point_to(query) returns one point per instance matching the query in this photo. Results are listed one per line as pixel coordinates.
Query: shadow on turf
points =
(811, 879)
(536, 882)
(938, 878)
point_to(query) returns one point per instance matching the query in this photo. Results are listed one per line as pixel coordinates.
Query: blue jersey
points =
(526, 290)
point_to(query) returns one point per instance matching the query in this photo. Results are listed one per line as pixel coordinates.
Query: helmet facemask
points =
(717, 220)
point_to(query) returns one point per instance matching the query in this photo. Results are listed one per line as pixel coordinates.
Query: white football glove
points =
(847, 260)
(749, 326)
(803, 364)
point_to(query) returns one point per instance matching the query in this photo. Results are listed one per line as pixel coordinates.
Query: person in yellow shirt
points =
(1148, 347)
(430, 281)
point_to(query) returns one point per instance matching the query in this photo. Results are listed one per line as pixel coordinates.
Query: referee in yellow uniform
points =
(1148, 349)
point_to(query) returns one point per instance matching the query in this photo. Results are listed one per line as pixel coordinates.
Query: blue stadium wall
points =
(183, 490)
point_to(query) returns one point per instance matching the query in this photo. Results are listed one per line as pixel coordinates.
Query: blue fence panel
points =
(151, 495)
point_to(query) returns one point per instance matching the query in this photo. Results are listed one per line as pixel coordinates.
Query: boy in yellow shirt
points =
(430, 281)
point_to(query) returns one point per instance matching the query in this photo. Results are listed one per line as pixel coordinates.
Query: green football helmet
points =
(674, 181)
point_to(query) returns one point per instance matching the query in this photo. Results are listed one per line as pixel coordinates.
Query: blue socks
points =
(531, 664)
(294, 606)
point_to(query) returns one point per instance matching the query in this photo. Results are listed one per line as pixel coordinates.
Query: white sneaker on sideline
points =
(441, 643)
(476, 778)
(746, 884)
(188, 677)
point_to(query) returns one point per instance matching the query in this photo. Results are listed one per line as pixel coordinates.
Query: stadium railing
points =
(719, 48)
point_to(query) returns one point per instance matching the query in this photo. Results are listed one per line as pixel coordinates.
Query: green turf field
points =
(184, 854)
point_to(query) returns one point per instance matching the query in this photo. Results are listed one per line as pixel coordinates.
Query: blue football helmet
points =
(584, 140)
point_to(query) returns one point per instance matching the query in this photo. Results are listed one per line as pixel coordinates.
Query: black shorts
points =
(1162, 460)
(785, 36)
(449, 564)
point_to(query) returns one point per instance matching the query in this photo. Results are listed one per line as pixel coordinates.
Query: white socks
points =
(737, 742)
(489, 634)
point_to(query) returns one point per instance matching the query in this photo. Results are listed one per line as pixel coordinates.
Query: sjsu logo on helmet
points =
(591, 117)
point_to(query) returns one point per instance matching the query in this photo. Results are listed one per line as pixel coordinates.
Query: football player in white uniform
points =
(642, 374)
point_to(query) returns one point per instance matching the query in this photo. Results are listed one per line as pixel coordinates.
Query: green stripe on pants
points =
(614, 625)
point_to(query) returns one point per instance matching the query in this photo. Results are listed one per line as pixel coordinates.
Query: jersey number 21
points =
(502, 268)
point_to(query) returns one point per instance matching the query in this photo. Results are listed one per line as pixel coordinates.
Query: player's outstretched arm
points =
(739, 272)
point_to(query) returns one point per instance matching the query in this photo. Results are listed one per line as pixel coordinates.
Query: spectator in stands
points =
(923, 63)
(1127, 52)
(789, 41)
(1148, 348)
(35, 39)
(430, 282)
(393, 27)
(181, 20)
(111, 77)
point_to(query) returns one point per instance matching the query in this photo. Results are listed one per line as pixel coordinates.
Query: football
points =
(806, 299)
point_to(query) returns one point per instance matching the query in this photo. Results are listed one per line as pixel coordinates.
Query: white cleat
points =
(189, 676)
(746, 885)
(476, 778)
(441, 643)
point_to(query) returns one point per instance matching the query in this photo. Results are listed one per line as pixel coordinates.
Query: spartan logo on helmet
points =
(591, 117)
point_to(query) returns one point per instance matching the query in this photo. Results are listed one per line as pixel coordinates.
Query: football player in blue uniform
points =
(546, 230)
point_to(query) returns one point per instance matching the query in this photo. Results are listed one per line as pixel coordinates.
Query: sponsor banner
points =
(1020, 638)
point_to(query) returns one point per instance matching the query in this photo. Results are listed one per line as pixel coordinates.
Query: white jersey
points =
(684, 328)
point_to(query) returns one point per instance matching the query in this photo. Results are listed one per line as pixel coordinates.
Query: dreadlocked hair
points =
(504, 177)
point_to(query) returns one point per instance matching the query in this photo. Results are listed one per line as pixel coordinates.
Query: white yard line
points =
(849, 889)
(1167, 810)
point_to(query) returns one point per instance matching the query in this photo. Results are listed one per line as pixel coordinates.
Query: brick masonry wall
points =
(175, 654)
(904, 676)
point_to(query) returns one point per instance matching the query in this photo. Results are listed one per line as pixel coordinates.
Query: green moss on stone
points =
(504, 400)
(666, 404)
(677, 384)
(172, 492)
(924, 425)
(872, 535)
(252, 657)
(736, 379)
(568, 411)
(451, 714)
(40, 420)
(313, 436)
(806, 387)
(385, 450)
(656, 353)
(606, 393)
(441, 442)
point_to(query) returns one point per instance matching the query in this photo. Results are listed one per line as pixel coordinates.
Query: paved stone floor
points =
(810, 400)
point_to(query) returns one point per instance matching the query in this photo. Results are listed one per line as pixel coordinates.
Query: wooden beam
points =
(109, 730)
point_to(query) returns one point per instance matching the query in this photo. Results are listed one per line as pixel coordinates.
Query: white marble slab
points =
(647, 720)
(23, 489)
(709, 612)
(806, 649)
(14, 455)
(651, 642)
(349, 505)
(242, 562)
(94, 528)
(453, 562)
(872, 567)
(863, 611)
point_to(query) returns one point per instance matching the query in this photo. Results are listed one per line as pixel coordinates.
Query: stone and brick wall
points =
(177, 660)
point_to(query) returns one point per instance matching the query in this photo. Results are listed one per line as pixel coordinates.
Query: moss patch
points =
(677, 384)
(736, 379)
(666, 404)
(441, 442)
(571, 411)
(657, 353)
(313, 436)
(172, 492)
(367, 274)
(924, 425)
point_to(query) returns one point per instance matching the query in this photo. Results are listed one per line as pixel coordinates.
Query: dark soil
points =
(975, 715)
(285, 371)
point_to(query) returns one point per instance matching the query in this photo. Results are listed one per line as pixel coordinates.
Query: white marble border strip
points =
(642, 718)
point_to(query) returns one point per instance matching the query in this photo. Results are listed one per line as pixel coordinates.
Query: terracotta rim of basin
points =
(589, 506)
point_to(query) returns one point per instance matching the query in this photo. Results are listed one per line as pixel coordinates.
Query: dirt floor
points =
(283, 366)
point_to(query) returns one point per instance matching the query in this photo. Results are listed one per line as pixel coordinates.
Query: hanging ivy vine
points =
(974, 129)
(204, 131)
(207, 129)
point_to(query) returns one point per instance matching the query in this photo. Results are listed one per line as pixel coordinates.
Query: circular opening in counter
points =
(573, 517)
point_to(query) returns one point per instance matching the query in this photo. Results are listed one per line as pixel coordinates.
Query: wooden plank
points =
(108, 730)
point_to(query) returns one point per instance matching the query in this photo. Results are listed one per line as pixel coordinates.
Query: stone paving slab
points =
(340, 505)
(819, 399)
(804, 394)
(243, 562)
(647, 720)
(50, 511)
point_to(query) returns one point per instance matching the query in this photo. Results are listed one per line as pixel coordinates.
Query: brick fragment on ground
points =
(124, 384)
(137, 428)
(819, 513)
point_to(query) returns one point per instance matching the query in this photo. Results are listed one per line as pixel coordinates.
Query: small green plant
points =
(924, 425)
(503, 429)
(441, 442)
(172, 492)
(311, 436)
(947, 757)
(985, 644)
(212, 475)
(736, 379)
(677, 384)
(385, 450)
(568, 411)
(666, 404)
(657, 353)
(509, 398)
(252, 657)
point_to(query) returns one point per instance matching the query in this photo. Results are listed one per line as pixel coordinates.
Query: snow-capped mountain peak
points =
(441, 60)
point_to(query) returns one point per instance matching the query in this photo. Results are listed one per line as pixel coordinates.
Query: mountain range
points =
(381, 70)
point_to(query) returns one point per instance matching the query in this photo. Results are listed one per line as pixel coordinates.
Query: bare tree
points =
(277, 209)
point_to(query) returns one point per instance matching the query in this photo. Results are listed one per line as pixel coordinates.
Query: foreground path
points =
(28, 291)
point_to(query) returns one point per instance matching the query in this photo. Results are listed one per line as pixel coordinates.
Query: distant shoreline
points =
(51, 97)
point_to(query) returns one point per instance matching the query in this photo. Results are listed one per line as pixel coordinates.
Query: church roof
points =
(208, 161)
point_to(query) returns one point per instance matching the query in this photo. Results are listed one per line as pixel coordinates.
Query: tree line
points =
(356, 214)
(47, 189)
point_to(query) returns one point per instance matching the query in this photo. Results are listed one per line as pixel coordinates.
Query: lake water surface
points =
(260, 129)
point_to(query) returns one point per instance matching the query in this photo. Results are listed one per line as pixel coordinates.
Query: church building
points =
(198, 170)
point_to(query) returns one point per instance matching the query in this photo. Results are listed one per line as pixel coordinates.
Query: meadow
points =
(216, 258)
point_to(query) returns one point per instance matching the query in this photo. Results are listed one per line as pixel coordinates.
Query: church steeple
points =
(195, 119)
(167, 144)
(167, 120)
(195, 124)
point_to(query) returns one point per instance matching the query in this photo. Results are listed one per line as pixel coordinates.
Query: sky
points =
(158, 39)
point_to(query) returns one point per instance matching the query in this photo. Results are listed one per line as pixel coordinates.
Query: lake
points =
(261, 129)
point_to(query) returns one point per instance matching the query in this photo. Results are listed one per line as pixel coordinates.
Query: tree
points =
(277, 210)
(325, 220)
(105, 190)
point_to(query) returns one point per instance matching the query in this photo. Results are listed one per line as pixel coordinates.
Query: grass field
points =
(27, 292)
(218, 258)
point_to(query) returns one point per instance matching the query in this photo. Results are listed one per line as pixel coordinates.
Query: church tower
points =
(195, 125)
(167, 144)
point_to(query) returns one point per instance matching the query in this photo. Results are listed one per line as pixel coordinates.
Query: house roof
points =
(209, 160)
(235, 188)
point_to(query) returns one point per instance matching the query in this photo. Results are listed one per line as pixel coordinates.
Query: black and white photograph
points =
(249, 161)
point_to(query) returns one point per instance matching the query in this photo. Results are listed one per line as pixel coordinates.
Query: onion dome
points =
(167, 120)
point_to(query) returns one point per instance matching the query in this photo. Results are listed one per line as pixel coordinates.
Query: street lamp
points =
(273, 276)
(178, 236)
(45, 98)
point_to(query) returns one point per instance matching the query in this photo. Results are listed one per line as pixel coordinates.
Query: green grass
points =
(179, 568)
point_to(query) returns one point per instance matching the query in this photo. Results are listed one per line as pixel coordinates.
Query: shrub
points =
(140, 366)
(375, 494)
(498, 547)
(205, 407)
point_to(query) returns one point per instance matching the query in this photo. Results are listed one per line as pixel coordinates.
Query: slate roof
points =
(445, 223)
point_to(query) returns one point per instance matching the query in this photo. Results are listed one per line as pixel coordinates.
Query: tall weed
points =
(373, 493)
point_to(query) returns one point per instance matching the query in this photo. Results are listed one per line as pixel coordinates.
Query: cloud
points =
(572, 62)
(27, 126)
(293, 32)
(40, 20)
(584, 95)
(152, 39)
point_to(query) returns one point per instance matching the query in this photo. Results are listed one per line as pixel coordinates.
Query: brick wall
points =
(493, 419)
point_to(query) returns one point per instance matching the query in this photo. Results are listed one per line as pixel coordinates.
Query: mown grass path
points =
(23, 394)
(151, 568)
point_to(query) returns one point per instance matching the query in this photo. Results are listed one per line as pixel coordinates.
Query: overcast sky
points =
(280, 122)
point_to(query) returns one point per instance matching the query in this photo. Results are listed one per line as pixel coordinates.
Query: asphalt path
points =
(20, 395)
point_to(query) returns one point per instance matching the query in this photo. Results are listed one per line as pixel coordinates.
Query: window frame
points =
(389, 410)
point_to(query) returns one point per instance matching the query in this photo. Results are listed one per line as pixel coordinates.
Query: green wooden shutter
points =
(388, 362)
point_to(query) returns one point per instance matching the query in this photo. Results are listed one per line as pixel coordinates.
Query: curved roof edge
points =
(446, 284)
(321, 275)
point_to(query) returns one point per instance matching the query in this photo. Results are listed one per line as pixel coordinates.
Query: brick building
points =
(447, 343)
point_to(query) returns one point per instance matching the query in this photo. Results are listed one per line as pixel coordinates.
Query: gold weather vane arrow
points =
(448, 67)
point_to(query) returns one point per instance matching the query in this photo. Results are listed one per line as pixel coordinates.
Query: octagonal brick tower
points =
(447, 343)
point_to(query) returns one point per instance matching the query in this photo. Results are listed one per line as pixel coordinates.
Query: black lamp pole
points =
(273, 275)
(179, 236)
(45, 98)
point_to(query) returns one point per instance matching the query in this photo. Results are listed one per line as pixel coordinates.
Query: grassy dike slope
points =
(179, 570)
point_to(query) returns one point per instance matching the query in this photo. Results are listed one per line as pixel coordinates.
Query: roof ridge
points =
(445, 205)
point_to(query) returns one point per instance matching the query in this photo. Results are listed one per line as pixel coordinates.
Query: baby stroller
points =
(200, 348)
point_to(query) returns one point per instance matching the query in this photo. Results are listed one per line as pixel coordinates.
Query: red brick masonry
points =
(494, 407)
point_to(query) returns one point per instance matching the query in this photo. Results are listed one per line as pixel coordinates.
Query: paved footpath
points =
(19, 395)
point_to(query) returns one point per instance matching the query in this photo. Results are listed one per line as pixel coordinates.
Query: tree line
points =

====

Problem to work on: Report, as a bare number, how many lines above contain the string "green".

Task output: 7